Items from a data source:
=-=-=-=-=

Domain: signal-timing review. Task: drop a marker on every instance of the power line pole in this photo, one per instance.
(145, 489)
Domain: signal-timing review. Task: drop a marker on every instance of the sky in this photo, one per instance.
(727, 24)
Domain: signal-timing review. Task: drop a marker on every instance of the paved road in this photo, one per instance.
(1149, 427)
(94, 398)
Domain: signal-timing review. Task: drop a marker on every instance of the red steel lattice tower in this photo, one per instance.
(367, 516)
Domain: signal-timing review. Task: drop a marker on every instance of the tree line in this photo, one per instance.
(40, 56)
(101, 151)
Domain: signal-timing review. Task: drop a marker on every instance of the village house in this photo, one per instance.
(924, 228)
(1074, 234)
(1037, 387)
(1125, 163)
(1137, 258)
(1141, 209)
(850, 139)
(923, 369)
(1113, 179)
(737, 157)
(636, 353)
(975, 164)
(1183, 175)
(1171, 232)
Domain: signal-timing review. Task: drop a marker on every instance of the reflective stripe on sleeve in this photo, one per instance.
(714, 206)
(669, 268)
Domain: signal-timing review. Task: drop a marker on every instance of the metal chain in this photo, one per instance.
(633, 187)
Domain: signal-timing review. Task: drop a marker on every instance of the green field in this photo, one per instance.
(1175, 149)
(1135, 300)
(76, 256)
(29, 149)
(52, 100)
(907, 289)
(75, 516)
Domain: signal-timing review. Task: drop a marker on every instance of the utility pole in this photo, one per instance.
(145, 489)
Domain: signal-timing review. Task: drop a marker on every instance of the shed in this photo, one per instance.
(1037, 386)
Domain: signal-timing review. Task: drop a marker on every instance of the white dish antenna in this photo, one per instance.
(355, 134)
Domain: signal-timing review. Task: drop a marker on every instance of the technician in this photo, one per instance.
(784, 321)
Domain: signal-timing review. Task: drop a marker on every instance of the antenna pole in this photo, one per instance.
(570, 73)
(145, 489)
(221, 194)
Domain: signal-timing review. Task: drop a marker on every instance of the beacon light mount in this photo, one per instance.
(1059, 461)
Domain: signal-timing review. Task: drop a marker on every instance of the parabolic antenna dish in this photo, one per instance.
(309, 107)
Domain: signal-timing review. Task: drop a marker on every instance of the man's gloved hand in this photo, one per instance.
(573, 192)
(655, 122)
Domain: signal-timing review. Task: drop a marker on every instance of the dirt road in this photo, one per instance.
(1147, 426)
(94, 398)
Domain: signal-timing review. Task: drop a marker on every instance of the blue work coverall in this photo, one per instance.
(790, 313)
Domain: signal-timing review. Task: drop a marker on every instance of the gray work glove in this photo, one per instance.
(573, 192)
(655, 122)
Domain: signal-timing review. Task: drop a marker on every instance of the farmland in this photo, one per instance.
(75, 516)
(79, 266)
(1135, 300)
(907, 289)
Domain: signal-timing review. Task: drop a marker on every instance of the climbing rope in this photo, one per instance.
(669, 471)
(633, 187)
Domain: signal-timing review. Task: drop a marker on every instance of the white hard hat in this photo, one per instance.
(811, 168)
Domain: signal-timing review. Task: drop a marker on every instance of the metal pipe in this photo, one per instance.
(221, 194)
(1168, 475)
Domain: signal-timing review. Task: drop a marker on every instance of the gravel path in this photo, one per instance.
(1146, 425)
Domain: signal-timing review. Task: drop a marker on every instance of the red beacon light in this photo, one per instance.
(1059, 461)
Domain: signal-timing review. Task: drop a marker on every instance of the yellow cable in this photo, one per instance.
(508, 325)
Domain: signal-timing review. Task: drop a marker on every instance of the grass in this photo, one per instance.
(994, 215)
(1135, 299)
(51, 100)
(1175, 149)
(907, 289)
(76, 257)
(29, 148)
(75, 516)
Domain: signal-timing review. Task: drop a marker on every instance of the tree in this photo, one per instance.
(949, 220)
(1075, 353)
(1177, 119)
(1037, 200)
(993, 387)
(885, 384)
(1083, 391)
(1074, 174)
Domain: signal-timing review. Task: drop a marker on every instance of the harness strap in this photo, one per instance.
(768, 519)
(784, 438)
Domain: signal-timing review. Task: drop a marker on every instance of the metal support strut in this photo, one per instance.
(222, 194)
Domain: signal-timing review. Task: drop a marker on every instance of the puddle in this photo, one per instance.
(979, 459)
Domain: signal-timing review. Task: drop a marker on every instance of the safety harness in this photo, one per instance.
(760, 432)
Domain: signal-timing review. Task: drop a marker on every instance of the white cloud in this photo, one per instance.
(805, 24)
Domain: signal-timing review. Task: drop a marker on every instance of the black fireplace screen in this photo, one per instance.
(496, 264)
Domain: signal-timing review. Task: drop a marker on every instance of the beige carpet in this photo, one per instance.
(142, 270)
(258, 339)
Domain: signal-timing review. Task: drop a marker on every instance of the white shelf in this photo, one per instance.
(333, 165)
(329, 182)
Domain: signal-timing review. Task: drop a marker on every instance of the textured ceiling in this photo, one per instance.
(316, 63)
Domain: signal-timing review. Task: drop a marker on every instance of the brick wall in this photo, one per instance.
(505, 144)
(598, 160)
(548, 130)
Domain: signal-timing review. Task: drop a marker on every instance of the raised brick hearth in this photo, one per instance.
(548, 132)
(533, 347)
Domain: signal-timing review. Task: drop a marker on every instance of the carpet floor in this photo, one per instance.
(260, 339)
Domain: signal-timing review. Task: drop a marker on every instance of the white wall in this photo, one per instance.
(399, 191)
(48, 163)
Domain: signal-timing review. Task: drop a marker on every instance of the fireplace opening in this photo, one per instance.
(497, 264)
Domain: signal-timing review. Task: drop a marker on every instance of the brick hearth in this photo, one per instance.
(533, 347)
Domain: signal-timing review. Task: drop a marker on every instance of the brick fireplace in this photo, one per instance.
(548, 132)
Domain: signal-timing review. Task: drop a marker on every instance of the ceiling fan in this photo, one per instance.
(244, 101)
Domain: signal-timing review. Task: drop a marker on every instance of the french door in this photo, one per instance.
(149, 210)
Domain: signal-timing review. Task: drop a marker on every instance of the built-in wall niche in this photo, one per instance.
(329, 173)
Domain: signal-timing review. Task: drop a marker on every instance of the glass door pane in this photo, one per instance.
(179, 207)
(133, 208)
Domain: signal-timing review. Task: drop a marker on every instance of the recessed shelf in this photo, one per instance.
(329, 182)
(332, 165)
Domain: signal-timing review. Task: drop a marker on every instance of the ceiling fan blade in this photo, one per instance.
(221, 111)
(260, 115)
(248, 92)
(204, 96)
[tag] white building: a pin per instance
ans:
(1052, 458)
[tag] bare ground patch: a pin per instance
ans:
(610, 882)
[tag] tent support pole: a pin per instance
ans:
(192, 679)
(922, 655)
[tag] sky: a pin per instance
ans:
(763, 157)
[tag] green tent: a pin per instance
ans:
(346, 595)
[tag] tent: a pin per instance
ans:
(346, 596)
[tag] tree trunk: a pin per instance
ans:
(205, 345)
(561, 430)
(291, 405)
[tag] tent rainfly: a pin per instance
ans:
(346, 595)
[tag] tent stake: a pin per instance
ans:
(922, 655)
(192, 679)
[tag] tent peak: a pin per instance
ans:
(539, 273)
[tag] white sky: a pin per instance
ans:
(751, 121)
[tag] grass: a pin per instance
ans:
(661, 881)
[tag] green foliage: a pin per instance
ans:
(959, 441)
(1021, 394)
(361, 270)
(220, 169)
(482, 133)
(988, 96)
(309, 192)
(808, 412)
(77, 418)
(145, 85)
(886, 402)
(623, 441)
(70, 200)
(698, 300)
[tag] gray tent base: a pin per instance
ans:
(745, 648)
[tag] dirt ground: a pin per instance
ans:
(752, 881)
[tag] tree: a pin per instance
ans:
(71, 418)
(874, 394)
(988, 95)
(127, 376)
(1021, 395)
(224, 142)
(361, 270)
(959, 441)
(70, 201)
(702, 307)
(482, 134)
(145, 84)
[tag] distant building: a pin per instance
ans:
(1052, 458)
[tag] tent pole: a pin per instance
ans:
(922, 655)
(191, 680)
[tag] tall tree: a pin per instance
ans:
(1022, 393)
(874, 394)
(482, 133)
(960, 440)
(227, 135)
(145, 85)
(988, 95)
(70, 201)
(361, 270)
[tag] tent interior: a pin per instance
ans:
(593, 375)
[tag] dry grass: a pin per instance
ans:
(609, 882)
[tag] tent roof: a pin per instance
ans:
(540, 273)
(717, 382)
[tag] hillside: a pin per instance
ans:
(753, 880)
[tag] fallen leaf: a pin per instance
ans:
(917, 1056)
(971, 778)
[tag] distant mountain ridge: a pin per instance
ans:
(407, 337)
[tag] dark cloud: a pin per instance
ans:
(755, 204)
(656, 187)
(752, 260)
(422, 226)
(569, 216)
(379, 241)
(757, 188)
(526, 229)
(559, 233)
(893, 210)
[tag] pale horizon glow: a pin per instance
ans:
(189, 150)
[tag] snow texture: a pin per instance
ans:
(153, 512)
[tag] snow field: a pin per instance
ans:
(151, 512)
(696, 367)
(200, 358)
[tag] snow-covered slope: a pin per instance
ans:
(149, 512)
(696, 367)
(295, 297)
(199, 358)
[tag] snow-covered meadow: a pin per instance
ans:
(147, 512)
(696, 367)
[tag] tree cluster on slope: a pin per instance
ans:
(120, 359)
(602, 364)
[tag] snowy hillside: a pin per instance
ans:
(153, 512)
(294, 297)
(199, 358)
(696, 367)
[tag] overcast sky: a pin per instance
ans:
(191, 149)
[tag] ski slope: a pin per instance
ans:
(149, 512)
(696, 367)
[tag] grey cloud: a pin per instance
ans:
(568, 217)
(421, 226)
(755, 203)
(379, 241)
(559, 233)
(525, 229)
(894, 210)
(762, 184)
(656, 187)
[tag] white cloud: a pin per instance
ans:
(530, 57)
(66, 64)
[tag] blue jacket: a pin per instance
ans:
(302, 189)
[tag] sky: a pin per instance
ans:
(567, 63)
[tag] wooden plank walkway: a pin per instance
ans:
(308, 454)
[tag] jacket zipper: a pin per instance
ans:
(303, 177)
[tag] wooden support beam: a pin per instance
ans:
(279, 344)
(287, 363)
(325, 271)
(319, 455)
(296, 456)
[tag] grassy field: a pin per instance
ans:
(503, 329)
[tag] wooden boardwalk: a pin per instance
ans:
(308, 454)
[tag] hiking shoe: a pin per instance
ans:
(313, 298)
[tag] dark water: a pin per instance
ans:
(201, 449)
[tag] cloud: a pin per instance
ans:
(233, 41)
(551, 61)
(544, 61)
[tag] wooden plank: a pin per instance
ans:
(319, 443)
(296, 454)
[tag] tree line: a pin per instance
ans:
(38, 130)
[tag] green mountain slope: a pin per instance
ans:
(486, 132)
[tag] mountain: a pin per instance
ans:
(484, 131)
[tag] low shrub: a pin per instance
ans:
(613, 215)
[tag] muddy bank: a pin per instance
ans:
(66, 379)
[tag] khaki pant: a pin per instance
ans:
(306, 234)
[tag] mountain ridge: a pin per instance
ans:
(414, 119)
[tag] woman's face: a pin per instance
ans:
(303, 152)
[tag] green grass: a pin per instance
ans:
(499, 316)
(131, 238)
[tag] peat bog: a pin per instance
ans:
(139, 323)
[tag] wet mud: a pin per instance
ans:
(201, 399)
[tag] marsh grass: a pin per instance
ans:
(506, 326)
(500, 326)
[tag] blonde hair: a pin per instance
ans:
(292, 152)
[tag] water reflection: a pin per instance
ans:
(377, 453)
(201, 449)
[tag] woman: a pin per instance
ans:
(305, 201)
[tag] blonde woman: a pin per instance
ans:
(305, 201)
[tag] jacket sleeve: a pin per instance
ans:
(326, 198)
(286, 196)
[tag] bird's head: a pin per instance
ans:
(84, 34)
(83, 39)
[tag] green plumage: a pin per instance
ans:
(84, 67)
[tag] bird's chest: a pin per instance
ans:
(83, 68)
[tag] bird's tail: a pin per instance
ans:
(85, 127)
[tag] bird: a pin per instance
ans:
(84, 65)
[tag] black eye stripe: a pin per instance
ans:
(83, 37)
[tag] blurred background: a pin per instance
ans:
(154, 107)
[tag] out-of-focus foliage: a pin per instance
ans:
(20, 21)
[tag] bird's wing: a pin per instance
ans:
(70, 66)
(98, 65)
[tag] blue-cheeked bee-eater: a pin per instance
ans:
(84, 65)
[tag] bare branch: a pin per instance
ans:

=-=-=-=-=

Problem description: Report each line in the data that holds the word "jacket".

Exercise result:
[tag] blue jacket: a pin per instance
[tag] jacket zipper: a pin per instance
[tag] jacket sleeve: a pin per instance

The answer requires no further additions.